- **GIVEN PROBLEM**: Make an exact copy of the entries below.

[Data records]

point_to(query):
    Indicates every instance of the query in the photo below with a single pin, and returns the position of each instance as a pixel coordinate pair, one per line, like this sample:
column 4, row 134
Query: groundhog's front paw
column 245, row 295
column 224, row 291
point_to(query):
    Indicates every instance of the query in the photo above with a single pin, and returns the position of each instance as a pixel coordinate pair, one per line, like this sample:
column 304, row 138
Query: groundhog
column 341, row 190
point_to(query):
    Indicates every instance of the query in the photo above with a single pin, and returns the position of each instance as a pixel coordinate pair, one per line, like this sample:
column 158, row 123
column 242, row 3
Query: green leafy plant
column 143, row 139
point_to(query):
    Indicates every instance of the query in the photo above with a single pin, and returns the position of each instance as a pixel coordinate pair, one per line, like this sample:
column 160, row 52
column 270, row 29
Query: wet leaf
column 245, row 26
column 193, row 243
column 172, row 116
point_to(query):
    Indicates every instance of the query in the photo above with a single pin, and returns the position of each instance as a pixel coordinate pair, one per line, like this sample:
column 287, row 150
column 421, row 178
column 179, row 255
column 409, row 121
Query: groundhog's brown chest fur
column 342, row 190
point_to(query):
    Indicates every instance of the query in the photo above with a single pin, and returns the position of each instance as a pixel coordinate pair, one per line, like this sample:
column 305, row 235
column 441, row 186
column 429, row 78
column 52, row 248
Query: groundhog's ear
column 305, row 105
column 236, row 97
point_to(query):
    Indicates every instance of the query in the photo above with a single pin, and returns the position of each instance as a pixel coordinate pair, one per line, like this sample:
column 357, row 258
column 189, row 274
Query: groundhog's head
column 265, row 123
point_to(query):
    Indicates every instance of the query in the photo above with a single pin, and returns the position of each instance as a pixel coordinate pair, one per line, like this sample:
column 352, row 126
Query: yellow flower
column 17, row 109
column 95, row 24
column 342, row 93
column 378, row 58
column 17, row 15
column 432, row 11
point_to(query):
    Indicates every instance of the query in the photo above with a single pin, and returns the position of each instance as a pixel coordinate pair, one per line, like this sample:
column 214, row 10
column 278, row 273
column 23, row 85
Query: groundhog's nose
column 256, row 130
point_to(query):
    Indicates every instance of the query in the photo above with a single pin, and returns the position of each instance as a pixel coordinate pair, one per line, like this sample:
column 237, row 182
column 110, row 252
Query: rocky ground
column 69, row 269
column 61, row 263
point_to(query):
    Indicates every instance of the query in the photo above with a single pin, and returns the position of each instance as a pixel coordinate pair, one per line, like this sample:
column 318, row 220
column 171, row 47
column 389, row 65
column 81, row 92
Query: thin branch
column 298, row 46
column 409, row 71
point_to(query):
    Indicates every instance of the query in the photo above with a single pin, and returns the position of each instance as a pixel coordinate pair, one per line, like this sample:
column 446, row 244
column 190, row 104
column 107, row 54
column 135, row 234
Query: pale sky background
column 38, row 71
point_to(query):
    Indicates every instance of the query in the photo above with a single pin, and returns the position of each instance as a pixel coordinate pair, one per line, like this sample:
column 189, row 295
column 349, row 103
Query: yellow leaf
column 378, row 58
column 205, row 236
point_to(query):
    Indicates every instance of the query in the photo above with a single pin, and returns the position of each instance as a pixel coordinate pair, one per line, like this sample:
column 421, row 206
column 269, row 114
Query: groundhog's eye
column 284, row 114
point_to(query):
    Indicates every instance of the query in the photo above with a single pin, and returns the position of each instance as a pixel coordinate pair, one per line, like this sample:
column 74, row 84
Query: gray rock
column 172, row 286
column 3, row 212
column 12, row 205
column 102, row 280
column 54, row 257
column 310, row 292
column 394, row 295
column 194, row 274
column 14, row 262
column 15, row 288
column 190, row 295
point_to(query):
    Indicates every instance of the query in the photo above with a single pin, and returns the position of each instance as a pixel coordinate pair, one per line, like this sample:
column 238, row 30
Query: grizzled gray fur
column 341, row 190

- **WRITTEN SOLUTION**:
point_to(query):
    Indicates every instance of the query in the photo below with a single pin, and returns the position of each instance as a pixel coordinate pair, one per line, like this sample:
column 4, row 134
Query: groundhog's front paw
column 245, row 295
column 224, row 291
point_to(query):
    Indicates every instance of the query in the photo above with a single pin, and returns the position of each instance as a pixel coordinate pair, one per line, like this sample:
column 304, row 138
Query: groundhog
column 341, row 190
point_to(query):
    Indicates every instance of the query in the photo above with a single pin, and returns the position of each instance as a pixel coordinate pair, one per line, like this sample:
column 158, row 123
column 242, row 3
Query: green leafy plant
column 143, row 139
point_to(query):
    Indicates every instance of the query in the photo above with a single pin, and returns the position of each instance as a pixel coordinate pair, one per line, like this sample:
column 160, row 52
column 270, row 29
Query: wet leaf
column 245, row 26
column 193, row 243
column 172, row 116
point_to(query):
    Indicates every instance of the query in the photo above with a single pin, and returns the position of each instance as a pixel coordinate pair, one per line, like this sample:
column 287, row 150
column 421, row 178
column 179, row 255
column 409, row 121
Query: groundhog's brown chest fur
column 342, row 190
point_to(query):
    Indicates every instance of the query in the photo above with a single pin, and returns the position of each instance as a pixel coordinate pair, one per line, like this sample:
column 305, row 235
column 441, row 186
column 429, row 78
column 52, row 248
Query: groundhog's ear
column 305, row 105
column 236, row 97
point_to(query):
    Indicates every instance of the query in the photo above with a single pin, and returns the position of each instance as a pixel coordinate pair, one per line, like this sample:
column 357, row 258
column 189, row 274
Query: groundhog's head
column 265, row 123
point_to(query):
    Indicates every instance of the query in the photo above with a single pin, and returns the position of each instance as a pixel coordinate pair, one per line, like this sample:
column 352, row 126
Query: yellow flower
column 17, row 109
column 95, row 24
column 342, row 93
column 378, row 58
column 17, row 15
column 432, row 11
point_to(query):
    Indicates every instance of the query in the photo above with a single pin, and returns the position of each instance as a pixel coordinate pair, one per line, like this sample:
column 214, row 10
column 278, row 273
column 23, row 85
Query: groundhog's nose
column 256, row 130
point_to(query):
    Indicates every instance of the query in the photo above with a single pin, and returns the position of each instance as a pixel coordinate pair, one per line, like this sample:
column 237, row 182
column 110, row 252
Query: rocky ground
column 69, row 269
column 61, row 263
point_to(query):
    Indicates every instance of the query in the photo above with a single pin, and returns the position of each instance as a pixel coordinate pair, one per line, like this sample:
column 318, row 220
column 171, row 47
column 389, row 65
column 81, row 92
Query: thin branch
column 298, row 46
column 409, row 71
point_to(query):
    Indicates every instance of the query in the photo above with a single pin, and returns the position of each instance as a pixel coordinate pair, one per line, like this sample:
column 446, row 244
column 190, row 104
column 107, row 54
column 135, row 234
Query: pale sky background
column 38, row 71
point_to(query):
    Indicates every instance of the query in the photo above with a single pin, and returns the position of each instance as a pixel coordinate pair, one per line, like this sample:
column 189, row 295
column 349, row 103
Query: yellow leaf
column 378, row 58
column 205, row 236
point_to(query):
    Indicates every instance of the query in the photo above with a single pin, and returns the position of each instance as a pixel coordinate pair, one per line, like this sample:
column 421, row 206
column 269, row 114
Query: groundhog's eye
column 284, row 114
point_to(query):
    Indicates every instance of the query in the photo above with a single pin, and returns the position of each instance as a pixel coordinate pair, one per line, like this sample:
column 74, row 84
Query: gray rock
column 172, row 286
column 3, row 212
column 12, row 205
column 102, row 280
column 54, row 257
column 310, row 292
column 394, row 295
column 194, row 274
column 14, row 262
column 15, row 288
column 190, row 295
point_to(query):
    Indicates every instance of the query in the photo above with a single pin, and returns the position of each instance as a pixel coordinate pair, one per line, like this sample:
column 238, row 30
Query: grizzled gray fur
column 341, row 190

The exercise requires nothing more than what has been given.